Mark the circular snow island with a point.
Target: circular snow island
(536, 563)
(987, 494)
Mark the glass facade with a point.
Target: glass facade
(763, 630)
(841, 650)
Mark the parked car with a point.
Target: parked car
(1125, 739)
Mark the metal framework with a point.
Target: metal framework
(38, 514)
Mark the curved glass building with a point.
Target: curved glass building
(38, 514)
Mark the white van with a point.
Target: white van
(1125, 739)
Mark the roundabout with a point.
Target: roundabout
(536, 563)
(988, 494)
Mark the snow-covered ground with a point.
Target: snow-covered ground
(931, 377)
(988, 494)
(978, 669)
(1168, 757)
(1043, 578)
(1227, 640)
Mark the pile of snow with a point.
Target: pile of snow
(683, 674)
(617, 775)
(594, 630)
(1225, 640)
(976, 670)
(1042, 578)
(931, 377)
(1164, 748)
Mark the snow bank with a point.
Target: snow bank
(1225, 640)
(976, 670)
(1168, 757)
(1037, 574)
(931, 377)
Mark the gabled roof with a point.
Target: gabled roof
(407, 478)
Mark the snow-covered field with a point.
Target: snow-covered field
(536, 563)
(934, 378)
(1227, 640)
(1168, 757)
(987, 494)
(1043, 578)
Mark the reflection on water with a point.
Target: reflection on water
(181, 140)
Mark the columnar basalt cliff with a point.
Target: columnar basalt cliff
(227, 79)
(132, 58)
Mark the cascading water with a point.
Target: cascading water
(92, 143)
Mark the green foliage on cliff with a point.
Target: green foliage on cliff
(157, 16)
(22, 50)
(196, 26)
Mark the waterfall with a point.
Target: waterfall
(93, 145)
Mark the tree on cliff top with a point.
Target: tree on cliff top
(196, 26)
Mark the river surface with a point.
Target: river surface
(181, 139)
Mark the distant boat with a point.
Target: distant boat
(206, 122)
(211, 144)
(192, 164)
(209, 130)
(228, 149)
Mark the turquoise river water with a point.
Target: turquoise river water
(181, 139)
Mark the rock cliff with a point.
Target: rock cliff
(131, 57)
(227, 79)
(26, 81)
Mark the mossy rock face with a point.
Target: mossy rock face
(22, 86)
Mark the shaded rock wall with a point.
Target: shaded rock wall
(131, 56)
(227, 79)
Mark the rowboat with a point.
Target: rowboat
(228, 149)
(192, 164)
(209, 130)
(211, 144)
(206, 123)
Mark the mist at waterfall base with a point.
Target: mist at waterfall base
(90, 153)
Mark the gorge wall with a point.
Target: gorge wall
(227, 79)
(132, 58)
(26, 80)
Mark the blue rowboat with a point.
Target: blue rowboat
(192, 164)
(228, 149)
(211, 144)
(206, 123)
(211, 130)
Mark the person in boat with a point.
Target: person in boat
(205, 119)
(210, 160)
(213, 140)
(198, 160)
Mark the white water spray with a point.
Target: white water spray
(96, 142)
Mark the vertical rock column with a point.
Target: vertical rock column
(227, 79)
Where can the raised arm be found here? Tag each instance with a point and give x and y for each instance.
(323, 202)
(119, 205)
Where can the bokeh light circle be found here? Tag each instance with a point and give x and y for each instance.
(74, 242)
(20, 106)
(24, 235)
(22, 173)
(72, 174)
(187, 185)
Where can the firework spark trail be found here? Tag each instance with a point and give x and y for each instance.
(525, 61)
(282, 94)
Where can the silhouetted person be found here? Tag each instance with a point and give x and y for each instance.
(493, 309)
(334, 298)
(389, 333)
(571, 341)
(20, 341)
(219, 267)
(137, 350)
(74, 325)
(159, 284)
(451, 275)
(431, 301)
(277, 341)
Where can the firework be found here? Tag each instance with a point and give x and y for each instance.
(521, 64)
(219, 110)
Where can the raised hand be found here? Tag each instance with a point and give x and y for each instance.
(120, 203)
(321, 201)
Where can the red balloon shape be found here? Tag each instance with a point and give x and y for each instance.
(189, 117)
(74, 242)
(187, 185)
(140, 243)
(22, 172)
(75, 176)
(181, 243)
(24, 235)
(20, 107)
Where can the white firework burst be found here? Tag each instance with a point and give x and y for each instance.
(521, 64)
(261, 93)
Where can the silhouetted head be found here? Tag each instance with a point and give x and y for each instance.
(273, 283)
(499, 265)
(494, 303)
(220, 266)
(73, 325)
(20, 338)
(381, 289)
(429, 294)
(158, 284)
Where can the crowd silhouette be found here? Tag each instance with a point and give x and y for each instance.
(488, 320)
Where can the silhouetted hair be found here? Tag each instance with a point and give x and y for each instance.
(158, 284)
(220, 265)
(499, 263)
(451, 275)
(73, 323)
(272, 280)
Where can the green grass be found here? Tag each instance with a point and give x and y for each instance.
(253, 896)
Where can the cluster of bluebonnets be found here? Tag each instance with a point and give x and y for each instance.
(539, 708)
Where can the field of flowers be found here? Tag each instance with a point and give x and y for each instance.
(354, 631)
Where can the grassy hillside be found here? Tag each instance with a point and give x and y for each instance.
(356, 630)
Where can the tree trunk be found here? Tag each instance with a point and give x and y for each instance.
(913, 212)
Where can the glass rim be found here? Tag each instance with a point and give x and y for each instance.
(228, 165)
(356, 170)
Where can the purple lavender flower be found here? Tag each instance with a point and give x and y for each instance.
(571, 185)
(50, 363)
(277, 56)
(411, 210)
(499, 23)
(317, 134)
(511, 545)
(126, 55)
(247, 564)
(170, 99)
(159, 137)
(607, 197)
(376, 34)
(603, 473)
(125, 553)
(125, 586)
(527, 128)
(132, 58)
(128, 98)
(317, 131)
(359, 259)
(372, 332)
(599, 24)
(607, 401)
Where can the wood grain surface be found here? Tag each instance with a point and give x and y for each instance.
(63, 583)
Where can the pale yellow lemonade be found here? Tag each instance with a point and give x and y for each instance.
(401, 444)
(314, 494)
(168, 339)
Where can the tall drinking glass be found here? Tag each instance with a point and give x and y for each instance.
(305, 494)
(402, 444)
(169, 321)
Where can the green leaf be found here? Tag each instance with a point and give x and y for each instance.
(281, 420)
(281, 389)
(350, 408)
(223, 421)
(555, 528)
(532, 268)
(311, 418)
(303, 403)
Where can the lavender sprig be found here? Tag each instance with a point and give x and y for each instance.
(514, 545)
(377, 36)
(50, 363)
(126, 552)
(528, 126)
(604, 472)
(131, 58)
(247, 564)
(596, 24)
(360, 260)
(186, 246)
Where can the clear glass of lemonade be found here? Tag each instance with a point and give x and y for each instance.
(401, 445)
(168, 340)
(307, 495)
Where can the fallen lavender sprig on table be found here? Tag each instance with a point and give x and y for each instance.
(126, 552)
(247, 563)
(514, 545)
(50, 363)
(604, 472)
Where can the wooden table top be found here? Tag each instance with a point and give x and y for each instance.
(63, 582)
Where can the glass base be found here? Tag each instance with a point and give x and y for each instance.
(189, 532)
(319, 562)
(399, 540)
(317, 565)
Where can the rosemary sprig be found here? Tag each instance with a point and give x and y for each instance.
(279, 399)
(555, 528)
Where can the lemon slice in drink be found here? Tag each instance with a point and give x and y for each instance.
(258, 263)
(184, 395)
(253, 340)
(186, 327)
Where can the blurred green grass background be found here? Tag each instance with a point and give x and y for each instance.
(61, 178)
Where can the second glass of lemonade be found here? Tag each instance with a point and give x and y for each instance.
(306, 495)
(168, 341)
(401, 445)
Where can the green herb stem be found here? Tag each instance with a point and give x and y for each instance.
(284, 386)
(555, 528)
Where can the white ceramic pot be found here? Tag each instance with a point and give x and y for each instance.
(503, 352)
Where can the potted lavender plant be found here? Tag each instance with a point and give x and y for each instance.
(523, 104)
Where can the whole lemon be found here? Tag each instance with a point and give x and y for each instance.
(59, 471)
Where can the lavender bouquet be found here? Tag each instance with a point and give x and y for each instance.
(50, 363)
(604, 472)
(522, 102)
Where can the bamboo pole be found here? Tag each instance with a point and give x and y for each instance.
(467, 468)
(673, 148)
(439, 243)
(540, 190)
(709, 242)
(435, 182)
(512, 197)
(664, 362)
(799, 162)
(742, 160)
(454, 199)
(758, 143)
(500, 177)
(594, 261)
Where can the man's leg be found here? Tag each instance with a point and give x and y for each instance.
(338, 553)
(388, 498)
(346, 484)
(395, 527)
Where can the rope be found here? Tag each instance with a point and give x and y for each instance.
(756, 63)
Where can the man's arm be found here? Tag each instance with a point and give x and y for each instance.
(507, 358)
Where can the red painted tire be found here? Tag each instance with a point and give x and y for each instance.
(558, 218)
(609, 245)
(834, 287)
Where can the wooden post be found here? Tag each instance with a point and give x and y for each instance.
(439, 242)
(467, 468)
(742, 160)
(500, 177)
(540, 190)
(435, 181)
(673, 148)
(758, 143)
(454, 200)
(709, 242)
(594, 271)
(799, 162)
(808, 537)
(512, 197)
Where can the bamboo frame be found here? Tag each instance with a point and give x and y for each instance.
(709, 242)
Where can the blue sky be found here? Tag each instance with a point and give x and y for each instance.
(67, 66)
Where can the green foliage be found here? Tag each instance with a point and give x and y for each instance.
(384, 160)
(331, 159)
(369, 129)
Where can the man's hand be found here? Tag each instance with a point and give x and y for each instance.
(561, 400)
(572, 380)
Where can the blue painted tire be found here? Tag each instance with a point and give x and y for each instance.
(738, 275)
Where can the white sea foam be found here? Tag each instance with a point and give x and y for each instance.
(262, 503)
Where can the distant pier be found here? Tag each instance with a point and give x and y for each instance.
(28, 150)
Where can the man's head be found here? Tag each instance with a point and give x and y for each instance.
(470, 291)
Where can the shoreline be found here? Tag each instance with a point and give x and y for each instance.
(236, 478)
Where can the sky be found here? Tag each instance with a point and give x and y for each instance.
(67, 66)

_____

Aim =
Print the rows above exactly as they appear, from the line with "Where can the white sea" through the last line of the rows.

Exercise output =
Where can the white sea foam be found here? Tag each instance with a point and give x and y for each instance.
(262, 503)
Where can the distant pier be found here? Tag each instance with a point and give x and y for each instance.
(28, 150)
Where can the man's head be found here? Tag each instance with a point and give x and y for each instance.
(470, 291)
Where can the shoreline be found here? Tag each instance with a point and give x and y for each instance.
(236, 478)
Where can the sky be found here? Tag each instance with a point and give x and y for each instance.
(67, 66)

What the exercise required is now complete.